=== TASK ===
Please report how many lines in the items below contain the string "pink", matching case exactly. Give only the number.
** start of RECORDED DATA **
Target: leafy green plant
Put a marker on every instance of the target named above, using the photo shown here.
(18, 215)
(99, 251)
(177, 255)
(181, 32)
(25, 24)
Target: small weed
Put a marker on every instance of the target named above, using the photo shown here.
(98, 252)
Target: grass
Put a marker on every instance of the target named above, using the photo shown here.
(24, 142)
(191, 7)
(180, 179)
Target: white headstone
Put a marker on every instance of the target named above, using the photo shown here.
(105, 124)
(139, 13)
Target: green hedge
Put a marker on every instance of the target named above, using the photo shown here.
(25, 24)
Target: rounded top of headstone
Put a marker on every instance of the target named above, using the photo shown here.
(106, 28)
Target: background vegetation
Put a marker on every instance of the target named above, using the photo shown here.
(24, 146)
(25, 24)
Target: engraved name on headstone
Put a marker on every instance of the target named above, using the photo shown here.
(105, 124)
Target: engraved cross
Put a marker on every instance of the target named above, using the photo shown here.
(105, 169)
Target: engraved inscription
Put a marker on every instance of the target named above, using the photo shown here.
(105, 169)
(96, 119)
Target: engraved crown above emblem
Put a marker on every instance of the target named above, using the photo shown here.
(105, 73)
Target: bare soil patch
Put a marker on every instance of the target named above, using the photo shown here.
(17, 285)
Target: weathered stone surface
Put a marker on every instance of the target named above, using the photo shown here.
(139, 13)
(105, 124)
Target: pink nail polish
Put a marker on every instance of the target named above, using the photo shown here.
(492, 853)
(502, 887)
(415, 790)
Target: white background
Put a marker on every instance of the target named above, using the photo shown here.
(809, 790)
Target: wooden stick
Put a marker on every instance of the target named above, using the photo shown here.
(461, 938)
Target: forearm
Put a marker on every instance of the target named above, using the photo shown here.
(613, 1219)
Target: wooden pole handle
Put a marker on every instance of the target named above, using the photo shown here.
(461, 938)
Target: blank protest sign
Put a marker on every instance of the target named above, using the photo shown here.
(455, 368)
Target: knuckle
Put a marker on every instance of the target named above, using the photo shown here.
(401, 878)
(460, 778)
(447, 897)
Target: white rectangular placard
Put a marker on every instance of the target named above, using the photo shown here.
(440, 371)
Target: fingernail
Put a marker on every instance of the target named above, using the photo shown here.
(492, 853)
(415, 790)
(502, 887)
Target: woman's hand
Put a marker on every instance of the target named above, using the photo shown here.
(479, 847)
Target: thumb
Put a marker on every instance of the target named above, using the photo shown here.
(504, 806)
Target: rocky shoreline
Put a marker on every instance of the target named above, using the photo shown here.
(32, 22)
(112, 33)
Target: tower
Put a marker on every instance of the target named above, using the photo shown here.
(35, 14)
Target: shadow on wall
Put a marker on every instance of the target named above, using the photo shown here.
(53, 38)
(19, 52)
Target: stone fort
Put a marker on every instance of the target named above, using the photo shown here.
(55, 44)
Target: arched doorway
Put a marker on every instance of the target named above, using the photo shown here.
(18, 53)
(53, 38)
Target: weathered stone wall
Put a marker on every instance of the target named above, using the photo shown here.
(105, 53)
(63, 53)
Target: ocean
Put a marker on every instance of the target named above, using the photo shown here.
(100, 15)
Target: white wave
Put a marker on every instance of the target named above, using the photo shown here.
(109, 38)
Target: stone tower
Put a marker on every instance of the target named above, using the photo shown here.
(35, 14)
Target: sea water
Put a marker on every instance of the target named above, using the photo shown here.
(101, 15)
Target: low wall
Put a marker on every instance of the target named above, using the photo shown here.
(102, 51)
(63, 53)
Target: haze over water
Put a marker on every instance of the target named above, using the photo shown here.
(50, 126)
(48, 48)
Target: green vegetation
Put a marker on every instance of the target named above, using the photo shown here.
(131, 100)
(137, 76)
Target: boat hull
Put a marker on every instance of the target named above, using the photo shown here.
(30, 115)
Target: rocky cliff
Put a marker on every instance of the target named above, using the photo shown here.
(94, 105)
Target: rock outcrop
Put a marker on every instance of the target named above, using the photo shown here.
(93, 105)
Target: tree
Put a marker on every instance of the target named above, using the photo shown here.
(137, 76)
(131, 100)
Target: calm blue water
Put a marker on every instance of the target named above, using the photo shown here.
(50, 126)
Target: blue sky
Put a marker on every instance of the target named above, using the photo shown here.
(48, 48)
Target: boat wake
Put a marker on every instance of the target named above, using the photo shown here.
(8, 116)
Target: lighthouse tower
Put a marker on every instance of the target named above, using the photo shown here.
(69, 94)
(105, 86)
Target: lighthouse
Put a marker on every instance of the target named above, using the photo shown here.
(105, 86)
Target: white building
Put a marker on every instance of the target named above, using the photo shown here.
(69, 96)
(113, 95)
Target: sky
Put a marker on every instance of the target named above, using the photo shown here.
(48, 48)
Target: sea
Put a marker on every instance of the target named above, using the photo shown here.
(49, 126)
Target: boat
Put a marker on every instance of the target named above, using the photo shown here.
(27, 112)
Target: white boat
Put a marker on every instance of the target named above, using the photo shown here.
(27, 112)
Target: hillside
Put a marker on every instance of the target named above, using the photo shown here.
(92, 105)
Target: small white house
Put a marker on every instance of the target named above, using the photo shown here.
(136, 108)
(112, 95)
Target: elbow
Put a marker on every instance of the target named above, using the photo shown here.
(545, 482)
** end of RECORDED DATA **
** start of RECORDED DATA **
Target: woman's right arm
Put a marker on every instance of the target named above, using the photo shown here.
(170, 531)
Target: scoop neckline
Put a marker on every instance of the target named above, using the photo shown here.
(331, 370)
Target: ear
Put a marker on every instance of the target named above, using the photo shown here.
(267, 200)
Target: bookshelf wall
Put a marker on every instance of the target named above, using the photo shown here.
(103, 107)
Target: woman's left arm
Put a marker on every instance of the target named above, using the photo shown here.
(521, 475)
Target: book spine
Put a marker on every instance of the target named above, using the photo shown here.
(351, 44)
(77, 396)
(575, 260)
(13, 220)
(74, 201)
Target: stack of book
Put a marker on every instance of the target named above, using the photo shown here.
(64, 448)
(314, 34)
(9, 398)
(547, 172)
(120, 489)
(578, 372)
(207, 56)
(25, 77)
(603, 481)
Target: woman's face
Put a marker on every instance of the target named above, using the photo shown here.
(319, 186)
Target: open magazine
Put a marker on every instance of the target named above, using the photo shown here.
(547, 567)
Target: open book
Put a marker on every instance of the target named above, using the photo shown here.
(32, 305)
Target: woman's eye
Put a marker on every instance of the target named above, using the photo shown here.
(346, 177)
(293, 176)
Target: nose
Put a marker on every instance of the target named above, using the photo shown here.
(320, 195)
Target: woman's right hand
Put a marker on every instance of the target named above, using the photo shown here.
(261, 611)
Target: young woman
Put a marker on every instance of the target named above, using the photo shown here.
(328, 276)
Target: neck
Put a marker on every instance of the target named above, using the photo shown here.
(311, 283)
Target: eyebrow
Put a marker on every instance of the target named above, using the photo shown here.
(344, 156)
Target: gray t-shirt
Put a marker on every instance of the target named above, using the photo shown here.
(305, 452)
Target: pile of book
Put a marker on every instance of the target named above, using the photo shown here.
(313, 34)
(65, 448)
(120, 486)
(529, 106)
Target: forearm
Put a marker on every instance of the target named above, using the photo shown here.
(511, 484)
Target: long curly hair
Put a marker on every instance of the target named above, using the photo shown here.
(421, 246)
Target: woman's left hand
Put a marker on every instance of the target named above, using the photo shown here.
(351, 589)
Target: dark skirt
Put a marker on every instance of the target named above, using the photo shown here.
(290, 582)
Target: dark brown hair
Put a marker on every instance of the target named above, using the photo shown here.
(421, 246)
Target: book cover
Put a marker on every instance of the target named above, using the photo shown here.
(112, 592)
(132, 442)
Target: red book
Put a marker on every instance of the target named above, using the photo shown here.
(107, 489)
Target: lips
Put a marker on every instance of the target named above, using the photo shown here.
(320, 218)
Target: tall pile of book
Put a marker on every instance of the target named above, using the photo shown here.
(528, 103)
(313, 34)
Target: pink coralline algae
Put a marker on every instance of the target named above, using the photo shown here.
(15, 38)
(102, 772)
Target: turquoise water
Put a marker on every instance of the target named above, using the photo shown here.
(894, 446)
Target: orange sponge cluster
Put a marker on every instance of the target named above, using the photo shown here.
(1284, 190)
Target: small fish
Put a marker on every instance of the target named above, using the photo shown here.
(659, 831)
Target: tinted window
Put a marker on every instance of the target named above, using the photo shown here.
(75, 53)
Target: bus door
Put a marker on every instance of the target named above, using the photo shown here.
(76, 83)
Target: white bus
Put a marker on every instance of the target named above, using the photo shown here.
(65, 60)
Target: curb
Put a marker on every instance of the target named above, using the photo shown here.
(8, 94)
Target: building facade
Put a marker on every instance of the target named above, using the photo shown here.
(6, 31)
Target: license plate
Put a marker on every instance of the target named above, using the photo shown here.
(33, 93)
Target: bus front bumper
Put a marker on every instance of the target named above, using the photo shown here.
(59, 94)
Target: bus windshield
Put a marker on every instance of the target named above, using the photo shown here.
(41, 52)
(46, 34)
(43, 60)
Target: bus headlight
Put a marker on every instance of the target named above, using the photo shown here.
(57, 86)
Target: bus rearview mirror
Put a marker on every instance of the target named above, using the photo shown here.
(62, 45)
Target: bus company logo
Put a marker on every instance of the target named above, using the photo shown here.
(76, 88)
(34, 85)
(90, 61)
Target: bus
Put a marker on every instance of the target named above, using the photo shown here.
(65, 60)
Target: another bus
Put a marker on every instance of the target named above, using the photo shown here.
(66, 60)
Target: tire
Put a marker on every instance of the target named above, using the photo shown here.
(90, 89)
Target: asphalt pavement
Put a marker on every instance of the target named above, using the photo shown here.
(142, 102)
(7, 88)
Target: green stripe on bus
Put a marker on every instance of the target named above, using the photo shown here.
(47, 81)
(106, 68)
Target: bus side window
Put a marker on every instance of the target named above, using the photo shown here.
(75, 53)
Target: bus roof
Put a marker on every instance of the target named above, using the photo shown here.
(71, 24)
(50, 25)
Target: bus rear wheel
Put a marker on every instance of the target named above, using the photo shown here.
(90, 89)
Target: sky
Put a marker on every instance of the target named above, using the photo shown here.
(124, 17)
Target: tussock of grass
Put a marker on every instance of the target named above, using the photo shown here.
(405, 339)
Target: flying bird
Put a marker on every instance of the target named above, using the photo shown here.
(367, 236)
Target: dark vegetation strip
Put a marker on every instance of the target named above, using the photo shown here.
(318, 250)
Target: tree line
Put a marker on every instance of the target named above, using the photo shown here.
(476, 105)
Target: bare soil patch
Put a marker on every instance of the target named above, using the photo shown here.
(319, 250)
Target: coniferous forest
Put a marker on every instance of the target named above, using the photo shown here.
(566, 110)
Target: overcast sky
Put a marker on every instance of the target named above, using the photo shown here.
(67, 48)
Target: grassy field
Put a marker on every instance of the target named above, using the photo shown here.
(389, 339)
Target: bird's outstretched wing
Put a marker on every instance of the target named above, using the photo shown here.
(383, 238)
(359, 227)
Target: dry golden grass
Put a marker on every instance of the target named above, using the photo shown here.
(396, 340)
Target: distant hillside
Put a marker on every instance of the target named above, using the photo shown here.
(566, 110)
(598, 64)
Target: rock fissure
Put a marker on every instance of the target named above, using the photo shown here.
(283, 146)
** end of RECORDED DATA **
** start of RECORDED DATA **
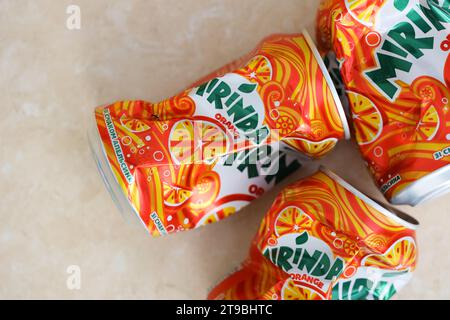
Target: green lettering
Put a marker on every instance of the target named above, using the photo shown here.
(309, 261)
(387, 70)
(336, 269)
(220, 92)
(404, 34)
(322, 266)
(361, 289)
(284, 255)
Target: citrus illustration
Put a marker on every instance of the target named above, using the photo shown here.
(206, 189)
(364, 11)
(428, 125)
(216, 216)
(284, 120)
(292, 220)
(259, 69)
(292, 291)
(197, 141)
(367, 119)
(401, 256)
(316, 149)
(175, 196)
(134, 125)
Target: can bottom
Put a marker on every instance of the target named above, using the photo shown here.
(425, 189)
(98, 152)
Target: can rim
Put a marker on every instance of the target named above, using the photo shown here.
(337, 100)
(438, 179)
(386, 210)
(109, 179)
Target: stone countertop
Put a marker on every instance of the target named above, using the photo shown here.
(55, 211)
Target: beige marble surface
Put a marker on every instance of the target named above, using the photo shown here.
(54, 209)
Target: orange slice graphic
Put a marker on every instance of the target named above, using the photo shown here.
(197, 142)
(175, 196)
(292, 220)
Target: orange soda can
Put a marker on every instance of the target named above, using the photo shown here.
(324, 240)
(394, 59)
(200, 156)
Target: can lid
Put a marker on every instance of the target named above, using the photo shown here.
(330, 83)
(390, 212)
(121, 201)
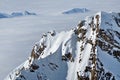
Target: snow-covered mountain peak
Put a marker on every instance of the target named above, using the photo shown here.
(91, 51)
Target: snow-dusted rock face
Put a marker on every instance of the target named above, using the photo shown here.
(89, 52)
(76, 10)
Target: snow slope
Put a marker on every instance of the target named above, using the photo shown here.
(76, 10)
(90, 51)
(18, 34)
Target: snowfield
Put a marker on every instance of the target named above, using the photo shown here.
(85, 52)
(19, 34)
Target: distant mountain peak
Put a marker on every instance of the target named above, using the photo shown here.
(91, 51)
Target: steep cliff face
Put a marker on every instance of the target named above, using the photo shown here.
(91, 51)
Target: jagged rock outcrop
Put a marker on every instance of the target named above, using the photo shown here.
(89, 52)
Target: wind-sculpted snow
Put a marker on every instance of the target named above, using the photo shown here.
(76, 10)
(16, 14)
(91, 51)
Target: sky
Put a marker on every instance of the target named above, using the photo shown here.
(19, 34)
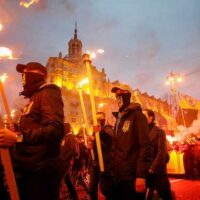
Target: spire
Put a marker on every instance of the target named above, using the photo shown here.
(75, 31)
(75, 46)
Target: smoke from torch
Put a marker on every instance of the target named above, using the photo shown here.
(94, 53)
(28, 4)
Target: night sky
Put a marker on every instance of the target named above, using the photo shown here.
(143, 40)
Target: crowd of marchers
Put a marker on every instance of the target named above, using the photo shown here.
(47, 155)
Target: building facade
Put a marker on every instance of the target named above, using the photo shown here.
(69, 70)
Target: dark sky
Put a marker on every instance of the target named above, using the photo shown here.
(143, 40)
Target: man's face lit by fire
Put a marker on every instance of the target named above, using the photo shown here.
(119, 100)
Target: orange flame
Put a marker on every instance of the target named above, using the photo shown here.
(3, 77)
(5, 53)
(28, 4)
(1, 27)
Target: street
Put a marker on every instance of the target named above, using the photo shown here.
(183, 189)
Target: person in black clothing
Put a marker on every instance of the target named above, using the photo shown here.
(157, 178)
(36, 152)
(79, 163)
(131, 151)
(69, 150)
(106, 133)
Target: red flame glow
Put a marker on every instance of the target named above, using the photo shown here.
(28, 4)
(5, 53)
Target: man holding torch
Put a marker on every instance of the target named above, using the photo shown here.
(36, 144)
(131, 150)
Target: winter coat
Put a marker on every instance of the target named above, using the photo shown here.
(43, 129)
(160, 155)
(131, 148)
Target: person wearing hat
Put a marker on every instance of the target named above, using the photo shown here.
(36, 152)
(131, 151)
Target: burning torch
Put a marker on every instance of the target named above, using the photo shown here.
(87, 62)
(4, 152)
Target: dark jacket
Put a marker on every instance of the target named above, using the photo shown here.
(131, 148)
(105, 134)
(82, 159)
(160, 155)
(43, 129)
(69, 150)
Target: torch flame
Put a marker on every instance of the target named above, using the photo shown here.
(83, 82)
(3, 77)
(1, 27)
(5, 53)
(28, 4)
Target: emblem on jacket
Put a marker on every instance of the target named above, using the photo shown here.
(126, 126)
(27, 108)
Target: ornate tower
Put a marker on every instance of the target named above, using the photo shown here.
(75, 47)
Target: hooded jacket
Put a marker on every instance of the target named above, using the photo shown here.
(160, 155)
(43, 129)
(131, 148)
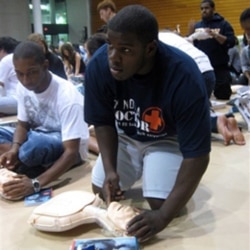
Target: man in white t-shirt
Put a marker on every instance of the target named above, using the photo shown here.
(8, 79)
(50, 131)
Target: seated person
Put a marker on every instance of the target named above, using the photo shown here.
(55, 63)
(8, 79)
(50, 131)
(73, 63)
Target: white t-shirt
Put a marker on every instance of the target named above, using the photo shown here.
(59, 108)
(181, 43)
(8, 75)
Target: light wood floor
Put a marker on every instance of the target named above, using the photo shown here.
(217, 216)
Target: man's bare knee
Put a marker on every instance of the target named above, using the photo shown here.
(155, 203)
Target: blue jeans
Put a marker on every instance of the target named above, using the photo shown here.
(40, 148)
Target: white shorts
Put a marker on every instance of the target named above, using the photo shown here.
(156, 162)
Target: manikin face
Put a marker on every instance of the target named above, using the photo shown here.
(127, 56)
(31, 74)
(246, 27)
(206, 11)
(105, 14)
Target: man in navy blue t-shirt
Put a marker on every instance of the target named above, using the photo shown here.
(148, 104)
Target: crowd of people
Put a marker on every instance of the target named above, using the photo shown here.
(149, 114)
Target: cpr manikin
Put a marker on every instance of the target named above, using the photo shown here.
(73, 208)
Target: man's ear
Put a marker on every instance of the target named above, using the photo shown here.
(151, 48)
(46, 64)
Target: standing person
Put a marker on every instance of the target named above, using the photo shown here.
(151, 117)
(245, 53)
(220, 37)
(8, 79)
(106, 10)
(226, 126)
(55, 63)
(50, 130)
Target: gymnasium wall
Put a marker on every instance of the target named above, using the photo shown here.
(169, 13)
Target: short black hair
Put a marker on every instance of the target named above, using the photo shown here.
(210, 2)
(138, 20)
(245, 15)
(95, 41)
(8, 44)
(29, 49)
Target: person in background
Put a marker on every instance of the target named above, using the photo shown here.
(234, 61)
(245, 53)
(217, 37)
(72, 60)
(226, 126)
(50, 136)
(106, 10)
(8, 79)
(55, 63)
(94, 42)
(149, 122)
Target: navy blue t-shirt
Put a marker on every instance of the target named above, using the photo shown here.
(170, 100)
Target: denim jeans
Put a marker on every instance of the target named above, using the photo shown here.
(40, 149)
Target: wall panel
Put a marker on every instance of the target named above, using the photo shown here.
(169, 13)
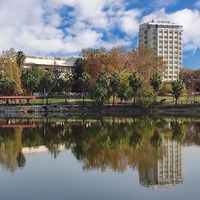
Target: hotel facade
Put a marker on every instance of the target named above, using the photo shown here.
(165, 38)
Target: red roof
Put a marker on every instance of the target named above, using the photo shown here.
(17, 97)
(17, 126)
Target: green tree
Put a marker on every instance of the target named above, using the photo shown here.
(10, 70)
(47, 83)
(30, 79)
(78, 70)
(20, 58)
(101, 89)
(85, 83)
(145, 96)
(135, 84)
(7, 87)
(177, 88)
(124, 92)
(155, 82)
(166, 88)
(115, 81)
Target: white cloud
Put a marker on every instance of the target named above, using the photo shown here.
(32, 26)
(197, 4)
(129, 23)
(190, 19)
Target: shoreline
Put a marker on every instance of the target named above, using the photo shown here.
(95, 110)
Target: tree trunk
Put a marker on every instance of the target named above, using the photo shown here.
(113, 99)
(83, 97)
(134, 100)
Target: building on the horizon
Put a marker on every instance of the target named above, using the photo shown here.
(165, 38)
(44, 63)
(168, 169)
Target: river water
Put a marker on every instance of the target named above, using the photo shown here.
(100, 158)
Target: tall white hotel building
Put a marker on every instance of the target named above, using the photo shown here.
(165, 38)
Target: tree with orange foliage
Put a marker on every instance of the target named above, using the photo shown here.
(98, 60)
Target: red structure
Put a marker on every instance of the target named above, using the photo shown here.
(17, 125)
** end of RECORDED DATA **
=== WRITTEN SOLUTION ===
2